The request
Copy each of the entries below word for word, leaving every line unchanged.

Material provided
___

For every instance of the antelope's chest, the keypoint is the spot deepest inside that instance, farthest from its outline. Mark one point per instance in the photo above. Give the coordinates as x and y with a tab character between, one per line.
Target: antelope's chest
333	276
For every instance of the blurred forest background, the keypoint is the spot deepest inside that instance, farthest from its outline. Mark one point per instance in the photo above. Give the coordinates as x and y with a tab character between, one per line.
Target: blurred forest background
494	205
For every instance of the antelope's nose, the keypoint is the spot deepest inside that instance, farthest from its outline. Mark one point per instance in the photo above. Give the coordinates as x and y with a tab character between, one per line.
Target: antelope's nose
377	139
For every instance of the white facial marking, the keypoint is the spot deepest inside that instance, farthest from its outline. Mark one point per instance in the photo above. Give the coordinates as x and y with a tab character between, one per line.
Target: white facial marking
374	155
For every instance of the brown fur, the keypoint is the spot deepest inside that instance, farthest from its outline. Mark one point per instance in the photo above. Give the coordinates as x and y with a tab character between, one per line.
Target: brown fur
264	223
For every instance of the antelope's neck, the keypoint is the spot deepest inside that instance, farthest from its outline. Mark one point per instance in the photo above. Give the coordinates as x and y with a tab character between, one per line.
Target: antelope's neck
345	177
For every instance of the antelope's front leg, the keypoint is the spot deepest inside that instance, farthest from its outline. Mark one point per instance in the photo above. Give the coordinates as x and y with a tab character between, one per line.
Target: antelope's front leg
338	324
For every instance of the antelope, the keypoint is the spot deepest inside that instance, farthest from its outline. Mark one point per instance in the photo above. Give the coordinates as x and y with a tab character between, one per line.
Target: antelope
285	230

___

Correct result
For every instance of the antelope's chest, the keypoint is the spot deepest inside that instance, farthest from its outline. Mark one point per instance in the photo above. Give the coordinates as x and y with a tab character between, one per line.
Target: antelope's chest
333	276
For every instance of the blurred forest background, the keypoint is the spot deepest inside that instance, farthest from its outline. Mark one point per instance in the photo above. Give the coordinates as x and y with a tab character between, one per line.
Target: blurred forest background
494	205
For every instance of the antelope's nose, the keypoint is the spot deepest inside that instance, farthest from its outline. Mark one point per instance in the photo above. Give the coordinates as x and y with a tab character between, one per line.
Target: antelope's nose
377	139
For every instance of the white facial marking, the keypoint is the spot deepest inside that instance, farthest from its outline. Mark one point per instance in the photo above. Give the coordinates as x and y with a tab character between, one per line.
Target: white facial marking
374	155
For every instance of the brown fur, the keypoint is the spot deepest inside that instance, farthest from its outline. Mark one point per instance in the photo above. Give the coordinates as x and y with a tab character between, one per line.
Target: brown fur
264	223
For every instance of the antelope's neck, the keypoint is the spot deepest inside that instance, farthest from its outline. Mark one point per instance in the photo above. Give the coordinates as x and y with a tab character between, one per line.
Target: antelope's neck
345	177
For every instance of the antelope's front leg, the keypoint is the spot deepest inside that instance, farthest from its outline. Mark one point per instance in the photo above. Give the coordinates as x and y with a tab character between, one per line.
Target: antelope's front leg
338	324
For every instance of the antelope, the keypoint is the spot deepest inside that instance, farthest from its outline. Mark one point per instance in the photo above. Give the coordinates as x and y with a tab character between, one per line.
Target: antelope
285	230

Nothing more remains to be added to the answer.